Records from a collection
>>

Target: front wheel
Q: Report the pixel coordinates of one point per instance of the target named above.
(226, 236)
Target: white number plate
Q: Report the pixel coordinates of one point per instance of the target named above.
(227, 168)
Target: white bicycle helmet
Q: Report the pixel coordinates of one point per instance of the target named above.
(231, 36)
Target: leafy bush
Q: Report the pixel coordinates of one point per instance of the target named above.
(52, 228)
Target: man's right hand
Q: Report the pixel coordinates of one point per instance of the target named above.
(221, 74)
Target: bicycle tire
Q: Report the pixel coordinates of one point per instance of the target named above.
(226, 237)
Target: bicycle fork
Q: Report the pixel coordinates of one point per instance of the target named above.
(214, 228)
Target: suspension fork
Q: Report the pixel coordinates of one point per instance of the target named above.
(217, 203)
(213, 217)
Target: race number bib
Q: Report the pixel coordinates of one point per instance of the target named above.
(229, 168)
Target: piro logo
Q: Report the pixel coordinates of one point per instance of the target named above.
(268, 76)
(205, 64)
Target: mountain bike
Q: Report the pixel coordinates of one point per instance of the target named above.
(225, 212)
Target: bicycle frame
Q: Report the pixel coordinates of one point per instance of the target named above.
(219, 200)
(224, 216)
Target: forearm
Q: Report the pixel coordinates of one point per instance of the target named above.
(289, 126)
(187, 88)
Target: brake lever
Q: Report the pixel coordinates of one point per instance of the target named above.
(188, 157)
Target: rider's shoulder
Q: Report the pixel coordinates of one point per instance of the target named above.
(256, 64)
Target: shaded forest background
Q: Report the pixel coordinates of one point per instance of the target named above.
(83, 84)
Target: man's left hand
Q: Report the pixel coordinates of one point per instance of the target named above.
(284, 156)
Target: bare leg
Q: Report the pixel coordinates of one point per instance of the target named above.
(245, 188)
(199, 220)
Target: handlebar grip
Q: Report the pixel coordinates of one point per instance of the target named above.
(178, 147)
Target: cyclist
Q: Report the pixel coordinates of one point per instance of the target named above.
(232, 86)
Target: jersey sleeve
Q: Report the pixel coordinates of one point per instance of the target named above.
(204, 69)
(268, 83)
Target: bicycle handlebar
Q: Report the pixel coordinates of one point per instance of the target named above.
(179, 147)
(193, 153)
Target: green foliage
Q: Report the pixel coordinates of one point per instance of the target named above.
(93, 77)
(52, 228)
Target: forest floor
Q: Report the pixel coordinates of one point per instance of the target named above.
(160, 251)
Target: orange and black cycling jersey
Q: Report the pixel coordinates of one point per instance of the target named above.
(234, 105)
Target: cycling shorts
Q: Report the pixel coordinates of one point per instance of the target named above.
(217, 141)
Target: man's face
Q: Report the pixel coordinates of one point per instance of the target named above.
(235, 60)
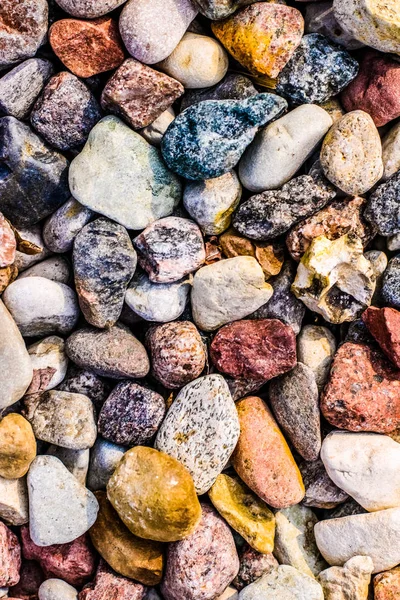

<<

### What the task asks
Put all of the lines above into a JSON list of strings, one string per line, skipping any blank lines. Leave the picture out of the list.

### The solution
[
  "Target: front wheel",
  "Q: Report the pixel coordinates of one point per instance of the target named above.",
  "(226, 236)",
  "Target: white number plate",
  "Q: Report the pixel coordinates of one point per instance of the target named above.",
  "(227, 168)",
  "Target: white bicycle helmet",
  "Q: Report the pixel coordinates of one point per instance of the target named above.",
  "(231, 36)",
  "Target: leafy bush",
  "Q: Report the pixel coordinates of one point per instance of the target named above.",
  "(52, 228)",
  "Target: man's right hand",
  "Q: Report the pixel coordinates of one point per instance of the target named above.",
  "(221, 74)",
  "Target: bicycle tire",
  "Q: Report the pixel coordinates of one point per instance of the target named above.",
  "(226, 237)",
  "Target: bicycle fork",
  "Q: Report the pixel coordinates of one point per instance of the target named above.",
  "(214, 228)",
  "Target: suspension fork",
  "Q: Report the pixel coordinates of one point per instance of the target named above.",
  "(217, 203)",
  "(213, 217)",
  "Target: race number bib",
  "Q: Report the pixel coordinates of one point per instance of the target named above.",
  "(229, 168)",
  "Target: piro logo",
  "Q: Report the pixel coordinates of one point per instance of the target named above.",
  "(268, 76)",
  "(205, 64)",
  "Target: mountain bike",
  "Q: Report the pixel coordinates of one point per instance of the target named above.",
  "(225, 212)",
  "Target: bicycle frame",
  "Q: Report the pixel coordinates of one point per instance of the target named above.",
  "(219, 200)",
  "(224, 216)",
  "Target: forearm",
  "Q: Report the pixel coordinates of one point per instance of the target named above.",
  "(289, 126)",
  "(187, 88)",
  "Target: brake lever",
  "Q: Report the pixel coordinates of one point per instance of the target named above.",
  "(188, 157)",
  "Target: rider's shoulder",
  "Q: Report the pixel coordinates of one point per instance of the target named above.",
  "(256, 64)",
  "Target: shaded forest background",
  "Q: Report the pixel coordinates of one point per instance of the target named above.",
  "(83, 84)",
  "Target: man's left hand",
  "Q: Report the pixel coordinates of one point per instance of the target named above.",
  "(284, 156)",
  "Target: bare leg",
  "Q: Report the pixel coordinates of one point per instance of the target named above.",
  "(245, 188)",
  "(199, 220)",
  "Target: handlebar grip",
  "Q: Report the pixel coordinates of one point per instance of the target named above.",
  "(178, 147)",
  "Target: cyclist",
  "Q: Report the pixel coordinates of one point per instance of the target named above.",
  "(232, 86)",
  "Target: jersey sleeve",
  "Q: Report the pixel coordinates of one point per instance of the target named above.",
  "(204, 69)",
  "(268, 83)",
  "Target: bicycle handlebar",
  "Q: Report the pixel coordinates of one point per instance of the target named above.",
  "(179, 147)",
  "(193, 153)",
  "Target: green foliage",
  "Q: Report the pixel coordinates of one point per instance of the target named above.",
  "(93, 77)",
  "(52, 228)",
  "Target: forest floor",
  "Q: Report the pixel coordinates of one point per instance of the target named above.",
  "(160, 251)",
  "Target: orange and black cycling jersey",
  "Q: Report the pixel coordinates of one point per instance of the target named above.",
  "(234, 105)",
  "Target: cycling shorts",
  "Q: Report the pixel coordinates of one point per instance of the target named above.",
  "(217, 141)",
  "Target: man's face",
  "Q: Report the pixel coordinates of one point per instance of the target named above.",
  "(235, 60)"
]